--- Data shown ---

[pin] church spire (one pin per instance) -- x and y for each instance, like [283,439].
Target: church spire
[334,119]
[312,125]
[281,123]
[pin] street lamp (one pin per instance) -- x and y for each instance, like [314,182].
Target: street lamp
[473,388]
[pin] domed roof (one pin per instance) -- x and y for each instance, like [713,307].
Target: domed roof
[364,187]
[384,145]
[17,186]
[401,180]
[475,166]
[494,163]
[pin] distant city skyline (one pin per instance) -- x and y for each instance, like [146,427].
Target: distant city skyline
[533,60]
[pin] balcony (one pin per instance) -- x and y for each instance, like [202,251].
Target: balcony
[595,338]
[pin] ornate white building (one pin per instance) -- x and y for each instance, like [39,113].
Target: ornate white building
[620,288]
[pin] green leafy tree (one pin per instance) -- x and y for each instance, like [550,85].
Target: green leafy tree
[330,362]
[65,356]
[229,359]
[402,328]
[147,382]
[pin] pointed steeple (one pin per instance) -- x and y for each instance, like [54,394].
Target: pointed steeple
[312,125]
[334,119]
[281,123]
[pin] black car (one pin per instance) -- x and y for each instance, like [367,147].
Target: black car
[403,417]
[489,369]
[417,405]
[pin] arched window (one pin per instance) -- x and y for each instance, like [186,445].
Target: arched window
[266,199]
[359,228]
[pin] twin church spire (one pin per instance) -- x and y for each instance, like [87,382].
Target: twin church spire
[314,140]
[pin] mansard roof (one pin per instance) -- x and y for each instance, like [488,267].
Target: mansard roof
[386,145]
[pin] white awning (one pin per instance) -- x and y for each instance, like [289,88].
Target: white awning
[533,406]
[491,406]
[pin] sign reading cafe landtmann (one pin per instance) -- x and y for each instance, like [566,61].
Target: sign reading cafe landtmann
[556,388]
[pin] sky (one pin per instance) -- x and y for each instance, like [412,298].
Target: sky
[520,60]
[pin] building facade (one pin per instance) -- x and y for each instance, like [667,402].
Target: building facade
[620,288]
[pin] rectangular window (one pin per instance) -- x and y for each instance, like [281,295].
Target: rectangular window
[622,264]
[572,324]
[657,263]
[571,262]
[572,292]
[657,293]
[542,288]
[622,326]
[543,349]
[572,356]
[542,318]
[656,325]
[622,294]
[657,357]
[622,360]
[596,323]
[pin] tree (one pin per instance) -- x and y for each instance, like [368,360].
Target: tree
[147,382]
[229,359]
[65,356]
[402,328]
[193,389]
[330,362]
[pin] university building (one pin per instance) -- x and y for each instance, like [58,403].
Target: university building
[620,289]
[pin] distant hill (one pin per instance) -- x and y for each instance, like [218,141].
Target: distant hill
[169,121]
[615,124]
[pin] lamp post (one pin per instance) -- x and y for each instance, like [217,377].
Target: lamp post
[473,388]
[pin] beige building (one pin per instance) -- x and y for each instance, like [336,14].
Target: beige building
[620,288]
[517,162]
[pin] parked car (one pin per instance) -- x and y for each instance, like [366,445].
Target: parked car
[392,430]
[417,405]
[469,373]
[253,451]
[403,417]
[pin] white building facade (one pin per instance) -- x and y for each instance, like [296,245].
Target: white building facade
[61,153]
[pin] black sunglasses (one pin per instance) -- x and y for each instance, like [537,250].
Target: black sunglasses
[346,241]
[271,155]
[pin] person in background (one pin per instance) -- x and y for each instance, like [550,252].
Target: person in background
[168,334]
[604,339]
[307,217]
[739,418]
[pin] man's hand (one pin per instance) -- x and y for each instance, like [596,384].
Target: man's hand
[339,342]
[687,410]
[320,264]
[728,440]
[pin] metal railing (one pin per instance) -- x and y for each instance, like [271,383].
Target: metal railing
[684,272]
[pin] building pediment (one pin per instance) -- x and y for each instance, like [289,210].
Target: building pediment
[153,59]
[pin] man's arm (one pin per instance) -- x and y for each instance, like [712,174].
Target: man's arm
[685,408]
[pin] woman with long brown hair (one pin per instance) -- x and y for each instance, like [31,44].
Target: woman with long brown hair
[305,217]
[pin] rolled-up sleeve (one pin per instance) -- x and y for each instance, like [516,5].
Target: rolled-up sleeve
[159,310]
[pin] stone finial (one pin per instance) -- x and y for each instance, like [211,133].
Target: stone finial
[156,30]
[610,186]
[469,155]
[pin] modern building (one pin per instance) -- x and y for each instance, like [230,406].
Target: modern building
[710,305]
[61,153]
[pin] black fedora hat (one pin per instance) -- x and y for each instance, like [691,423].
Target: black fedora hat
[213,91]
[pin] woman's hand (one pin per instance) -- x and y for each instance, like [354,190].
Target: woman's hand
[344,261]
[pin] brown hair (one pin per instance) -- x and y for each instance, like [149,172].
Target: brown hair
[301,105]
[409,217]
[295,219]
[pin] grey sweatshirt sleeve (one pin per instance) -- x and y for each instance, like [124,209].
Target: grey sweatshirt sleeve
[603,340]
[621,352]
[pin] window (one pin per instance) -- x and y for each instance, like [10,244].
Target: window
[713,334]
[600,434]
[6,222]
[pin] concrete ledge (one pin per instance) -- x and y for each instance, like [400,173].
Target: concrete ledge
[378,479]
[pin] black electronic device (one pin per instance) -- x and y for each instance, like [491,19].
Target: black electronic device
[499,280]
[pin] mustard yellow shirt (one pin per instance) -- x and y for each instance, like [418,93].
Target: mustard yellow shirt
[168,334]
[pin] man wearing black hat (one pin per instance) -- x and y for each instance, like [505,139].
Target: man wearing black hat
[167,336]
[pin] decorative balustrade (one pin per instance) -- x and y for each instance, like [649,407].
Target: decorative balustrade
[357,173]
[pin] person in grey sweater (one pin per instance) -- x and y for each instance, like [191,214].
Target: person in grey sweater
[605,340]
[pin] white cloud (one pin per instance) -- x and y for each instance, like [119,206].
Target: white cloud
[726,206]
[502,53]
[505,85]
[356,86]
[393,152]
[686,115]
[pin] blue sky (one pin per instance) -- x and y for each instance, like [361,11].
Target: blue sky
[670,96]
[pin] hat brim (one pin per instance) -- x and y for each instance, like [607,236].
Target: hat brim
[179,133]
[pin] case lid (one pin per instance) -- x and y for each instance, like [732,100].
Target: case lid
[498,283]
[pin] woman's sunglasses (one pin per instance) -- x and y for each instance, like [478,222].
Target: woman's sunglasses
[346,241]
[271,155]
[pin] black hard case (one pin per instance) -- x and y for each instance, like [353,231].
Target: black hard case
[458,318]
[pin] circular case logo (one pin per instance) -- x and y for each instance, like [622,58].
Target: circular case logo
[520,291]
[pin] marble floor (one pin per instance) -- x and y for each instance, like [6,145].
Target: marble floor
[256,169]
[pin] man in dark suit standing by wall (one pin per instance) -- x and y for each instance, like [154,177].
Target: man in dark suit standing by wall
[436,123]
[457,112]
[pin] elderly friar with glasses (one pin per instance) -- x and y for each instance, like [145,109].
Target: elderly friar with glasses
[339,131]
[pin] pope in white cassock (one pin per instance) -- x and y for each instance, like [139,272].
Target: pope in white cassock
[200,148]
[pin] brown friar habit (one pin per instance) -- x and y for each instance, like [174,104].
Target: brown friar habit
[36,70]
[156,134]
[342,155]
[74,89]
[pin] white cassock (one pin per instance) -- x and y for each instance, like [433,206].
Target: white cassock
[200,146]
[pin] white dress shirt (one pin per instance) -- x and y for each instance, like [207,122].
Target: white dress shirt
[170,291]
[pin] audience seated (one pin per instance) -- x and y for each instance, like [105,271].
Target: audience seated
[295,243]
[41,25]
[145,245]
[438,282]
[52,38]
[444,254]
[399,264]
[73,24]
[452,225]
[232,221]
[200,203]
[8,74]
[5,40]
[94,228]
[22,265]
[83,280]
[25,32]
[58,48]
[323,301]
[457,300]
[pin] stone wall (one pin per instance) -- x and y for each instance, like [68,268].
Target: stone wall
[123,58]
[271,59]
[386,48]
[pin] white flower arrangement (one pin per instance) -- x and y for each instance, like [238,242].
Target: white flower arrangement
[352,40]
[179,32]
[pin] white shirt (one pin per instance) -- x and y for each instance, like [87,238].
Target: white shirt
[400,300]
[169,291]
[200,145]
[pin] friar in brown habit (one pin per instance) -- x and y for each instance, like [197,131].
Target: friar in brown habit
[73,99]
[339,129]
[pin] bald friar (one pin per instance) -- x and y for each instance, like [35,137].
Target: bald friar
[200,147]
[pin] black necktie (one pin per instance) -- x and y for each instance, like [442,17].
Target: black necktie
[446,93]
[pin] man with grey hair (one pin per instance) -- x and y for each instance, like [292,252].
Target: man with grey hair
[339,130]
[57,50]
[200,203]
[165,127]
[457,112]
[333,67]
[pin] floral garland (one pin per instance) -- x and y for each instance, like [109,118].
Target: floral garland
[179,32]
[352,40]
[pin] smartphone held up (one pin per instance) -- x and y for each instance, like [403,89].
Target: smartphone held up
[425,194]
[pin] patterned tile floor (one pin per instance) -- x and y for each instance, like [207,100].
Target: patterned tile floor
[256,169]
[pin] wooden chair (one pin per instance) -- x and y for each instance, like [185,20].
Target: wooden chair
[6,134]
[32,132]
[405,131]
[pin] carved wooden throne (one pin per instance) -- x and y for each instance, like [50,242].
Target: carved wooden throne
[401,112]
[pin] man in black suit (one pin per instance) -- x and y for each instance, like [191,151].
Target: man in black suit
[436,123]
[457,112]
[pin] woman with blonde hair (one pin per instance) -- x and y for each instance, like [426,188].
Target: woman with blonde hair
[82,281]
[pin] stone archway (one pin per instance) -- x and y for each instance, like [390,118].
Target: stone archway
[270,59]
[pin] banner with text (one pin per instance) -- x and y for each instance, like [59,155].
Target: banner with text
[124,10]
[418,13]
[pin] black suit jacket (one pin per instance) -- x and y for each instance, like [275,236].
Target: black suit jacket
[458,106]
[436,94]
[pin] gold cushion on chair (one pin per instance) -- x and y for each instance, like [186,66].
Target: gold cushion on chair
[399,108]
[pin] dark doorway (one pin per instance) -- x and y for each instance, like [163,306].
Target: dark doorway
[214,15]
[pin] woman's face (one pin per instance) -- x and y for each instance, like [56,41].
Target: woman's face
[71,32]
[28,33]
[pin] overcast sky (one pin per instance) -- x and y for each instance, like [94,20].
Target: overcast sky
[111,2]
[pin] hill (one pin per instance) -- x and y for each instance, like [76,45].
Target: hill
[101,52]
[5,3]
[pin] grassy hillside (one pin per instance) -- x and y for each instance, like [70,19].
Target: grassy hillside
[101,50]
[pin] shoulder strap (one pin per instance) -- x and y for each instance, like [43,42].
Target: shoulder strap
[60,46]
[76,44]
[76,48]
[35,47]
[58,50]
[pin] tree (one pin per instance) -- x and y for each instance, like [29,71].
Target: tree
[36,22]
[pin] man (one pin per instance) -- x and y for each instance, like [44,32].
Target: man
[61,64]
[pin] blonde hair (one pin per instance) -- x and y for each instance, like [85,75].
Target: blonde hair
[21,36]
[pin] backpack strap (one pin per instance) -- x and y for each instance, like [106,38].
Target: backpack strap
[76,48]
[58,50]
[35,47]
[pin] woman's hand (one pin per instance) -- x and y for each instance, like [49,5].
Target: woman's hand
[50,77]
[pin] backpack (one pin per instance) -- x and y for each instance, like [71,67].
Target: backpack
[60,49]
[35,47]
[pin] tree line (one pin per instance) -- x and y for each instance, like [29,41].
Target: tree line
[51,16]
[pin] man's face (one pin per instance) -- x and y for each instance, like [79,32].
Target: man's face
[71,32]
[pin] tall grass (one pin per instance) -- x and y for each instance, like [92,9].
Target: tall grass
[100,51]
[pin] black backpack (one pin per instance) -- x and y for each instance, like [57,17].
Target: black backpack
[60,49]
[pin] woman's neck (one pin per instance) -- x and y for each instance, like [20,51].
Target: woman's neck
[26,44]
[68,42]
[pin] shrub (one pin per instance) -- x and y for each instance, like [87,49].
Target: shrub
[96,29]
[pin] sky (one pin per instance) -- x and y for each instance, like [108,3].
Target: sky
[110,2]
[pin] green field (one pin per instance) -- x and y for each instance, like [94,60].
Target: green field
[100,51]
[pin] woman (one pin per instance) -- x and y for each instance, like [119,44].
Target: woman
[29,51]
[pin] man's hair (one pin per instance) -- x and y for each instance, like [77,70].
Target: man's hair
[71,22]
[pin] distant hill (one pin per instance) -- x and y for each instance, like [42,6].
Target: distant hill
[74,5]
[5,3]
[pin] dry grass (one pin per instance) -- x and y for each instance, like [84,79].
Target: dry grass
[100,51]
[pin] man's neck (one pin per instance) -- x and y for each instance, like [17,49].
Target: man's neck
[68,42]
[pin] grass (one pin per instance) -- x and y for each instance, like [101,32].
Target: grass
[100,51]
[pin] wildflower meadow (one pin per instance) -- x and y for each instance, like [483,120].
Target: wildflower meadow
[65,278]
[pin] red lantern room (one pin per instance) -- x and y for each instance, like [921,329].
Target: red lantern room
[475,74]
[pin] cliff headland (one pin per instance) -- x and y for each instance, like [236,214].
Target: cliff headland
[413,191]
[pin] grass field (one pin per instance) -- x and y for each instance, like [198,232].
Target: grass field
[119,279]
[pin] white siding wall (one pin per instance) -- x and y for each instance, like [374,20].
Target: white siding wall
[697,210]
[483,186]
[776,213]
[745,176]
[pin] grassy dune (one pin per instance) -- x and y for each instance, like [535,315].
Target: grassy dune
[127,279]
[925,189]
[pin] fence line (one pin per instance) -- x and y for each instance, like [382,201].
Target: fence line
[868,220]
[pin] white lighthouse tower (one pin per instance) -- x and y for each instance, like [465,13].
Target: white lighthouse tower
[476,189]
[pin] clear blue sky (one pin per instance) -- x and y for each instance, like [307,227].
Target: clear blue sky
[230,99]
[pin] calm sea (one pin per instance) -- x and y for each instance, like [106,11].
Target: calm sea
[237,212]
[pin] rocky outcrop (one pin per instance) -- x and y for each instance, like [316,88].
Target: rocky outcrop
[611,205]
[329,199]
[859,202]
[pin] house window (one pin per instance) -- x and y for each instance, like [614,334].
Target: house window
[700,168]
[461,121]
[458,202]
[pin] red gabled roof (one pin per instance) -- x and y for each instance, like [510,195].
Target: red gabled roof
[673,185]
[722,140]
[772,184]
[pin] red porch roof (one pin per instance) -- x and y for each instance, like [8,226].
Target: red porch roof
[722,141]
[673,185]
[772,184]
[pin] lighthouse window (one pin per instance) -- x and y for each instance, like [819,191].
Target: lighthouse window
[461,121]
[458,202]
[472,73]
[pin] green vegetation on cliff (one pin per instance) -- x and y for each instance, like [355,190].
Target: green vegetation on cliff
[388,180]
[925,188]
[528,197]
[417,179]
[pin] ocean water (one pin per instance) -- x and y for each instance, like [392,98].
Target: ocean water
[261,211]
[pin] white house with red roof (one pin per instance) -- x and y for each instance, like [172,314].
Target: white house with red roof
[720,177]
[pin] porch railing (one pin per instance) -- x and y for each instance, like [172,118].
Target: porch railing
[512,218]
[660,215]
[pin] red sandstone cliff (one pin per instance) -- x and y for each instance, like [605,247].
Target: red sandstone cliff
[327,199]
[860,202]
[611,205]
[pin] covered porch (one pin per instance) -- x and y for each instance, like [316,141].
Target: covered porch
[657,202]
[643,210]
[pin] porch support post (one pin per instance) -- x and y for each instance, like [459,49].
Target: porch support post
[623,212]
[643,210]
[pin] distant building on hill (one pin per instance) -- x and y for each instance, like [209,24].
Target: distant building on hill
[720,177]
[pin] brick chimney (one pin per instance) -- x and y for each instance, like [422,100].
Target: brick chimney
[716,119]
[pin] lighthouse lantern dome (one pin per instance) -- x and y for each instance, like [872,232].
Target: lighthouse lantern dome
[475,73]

---

* Written instruction: Reproduce every line from the one containing "[pin] distant building" through the end of the entries, request lines included. Scale each answer coordinate by 2.25 and round to the nearest whole number, rounding halves up, but leave the requests and their sample coordinates unchanged.

* Reply to the exercise:
[pin] distant building on hill (one pin per instance) -- x and y for each instance, like [209,24].
Target: distant building on hill
[1620,398]
[pin] brick chimney (one pin per instance) -- x and y for each instance, like [422,100].
Target: brick chimney
[1611,268]
[pin] lighthouse lantern dome (one pin per instance) -- x and y for each instance, like [872,232].
Target: lighthouse lantern dome
[1069,164]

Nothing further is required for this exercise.